#### [WHAT THE TASK REQUIRES]
Only one stretch of the data should be retyped: the lines from the line containing "the surfer's leg." through the line containing "the white coverall". Keep pictures out of it.

[[ EXTRACTED RECORDS, beginning ]]

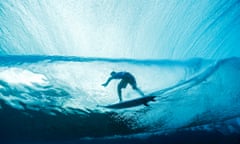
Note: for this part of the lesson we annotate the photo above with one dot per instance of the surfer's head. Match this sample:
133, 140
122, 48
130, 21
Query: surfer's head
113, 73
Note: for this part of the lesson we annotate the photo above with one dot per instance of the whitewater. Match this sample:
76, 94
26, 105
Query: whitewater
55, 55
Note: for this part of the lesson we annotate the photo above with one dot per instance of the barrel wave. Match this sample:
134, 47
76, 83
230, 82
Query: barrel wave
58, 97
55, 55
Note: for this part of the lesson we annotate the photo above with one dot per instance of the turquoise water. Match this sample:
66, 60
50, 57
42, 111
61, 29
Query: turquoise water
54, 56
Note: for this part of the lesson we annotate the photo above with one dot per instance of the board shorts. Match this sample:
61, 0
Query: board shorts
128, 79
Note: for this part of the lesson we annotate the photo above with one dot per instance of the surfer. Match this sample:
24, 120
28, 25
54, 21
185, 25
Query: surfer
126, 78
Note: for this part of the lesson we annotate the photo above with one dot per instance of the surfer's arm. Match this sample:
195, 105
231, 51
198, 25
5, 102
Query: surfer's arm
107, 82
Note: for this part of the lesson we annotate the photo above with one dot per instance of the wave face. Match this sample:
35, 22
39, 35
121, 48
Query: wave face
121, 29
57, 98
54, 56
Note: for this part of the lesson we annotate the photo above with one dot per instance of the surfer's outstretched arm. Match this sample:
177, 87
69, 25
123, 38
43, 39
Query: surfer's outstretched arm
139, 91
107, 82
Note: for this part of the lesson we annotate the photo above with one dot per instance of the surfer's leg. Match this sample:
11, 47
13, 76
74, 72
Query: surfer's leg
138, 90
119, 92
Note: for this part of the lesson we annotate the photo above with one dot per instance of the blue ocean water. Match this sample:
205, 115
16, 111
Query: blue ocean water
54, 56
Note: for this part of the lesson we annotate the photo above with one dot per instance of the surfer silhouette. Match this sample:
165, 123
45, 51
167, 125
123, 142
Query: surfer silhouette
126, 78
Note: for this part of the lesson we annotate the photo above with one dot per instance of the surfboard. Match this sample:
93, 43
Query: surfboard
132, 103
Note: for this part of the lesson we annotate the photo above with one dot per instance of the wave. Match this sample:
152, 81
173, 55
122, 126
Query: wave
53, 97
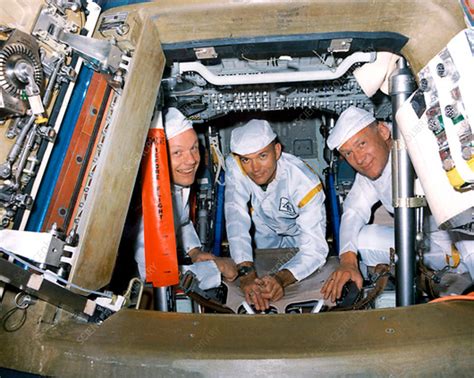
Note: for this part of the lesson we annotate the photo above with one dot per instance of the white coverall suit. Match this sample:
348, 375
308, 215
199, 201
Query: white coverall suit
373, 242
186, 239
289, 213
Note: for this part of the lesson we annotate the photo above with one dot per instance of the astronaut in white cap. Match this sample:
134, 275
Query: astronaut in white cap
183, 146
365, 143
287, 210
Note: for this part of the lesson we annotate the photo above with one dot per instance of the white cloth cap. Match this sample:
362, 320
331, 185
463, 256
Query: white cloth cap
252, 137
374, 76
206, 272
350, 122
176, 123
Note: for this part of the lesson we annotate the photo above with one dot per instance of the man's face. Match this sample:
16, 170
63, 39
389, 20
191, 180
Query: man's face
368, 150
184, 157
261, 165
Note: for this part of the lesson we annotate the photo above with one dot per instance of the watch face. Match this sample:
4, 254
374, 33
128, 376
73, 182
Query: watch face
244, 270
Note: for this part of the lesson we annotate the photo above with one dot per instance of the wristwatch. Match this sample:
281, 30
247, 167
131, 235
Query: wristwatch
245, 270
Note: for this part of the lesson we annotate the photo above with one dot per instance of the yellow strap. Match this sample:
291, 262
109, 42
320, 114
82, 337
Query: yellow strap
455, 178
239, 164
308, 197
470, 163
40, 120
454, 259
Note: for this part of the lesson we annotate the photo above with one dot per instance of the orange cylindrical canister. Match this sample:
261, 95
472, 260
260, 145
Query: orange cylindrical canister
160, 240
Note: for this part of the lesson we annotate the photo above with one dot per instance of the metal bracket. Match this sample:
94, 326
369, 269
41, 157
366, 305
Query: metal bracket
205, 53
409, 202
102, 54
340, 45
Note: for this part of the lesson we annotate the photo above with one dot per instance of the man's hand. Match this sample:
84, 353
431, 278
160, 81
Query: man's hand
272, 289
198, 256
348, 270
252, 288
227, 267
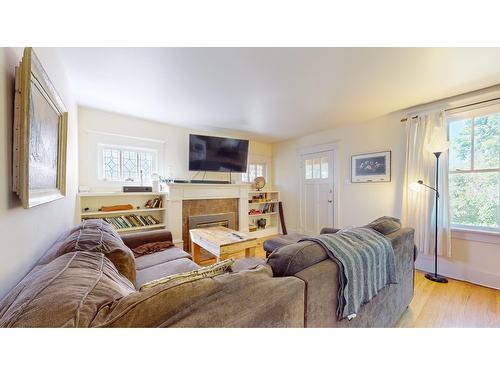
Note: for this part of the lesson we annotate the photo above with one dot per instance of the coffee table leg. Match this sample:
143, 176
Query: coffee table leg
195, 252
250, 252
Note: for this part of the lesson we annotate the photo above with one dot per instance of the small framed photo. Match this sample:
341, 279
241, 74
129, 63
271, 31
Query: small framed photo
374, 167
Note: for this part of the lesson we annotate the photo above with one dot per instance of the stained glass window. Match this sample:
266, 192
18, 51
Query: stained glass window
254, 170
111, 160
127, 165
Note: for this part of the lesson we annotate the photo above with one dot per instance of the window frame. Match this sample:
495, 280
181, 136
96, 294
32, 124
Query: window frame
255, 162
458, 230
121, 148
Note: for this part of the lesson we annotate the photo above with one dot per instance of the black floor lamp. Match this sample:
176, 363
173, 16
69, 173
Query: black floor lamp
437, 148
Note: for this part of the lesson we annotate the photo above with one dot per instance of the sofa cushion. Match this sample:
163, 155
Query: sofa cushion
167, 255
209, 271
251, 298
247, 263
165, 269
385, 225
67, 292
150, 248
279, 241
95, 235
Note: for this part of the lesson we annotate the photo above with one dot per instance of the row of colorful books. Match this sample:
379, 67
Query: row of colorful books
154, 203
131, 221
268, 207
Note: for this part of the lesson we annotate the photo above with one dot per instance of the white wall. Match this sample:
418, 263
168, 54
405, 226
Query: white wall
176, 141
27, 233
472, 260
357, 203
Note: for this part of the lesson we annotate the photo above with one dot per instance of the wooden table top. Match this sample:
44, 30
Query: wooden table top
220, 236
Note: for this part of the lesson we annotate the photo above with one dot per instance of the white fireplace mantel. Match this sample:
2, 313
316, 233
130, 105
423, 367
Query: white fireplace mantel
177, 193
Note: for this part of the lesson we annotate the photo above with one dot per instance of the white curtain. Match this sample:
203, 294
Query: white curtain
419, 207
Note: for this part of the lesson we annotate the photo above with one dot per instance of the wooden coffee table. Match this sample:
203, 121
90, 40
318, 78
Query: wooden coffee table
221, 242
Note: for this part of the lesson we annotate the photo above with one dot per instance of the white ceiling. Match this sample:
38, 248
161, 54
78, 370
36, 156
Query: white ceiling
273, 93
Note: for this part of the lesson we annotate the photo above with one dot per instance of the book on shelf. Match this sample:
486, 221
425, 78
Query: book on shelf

[[ EXTRACTED RECORDS, end ]]

#### [RESPONSE FOR THIS EXERCISE]
Note: for this part of the lesson we annotate the photo above with one dot per instance of the surfer's leg. Match this sample:
11, 47
13, 76
74, 72
Query: surfer's leg
138, 90
119, 92
Note: for this part of the lesson we annotate the photo above with one dot per instance of the blue ocean water. Match this sample:
205, 115
16, 111
Query: blue ocean water
54, 56
Note: for this part of the lesson we annotate the photo above with one dot per instance of the surfer silhouette. Match this sample:
165, 123
45, 51
167, 125
123, 142
Query: surfer silhouette
126, 78
Note: for this part of the lesson we annotate the photo above with one dot per instance of the surfboard. Match this sample:
93, 43
Query: surfboard
132, 103
Note: for this part of the lesson we annotate the photo above with one dot per instance of the wave. Match this sample:
152, 81
173, 55
122, 126
Query: wave
53, 97
Note: for this part of the lesson we annotate the photo above with one dot per instance of the white coverall suit. Match this sample:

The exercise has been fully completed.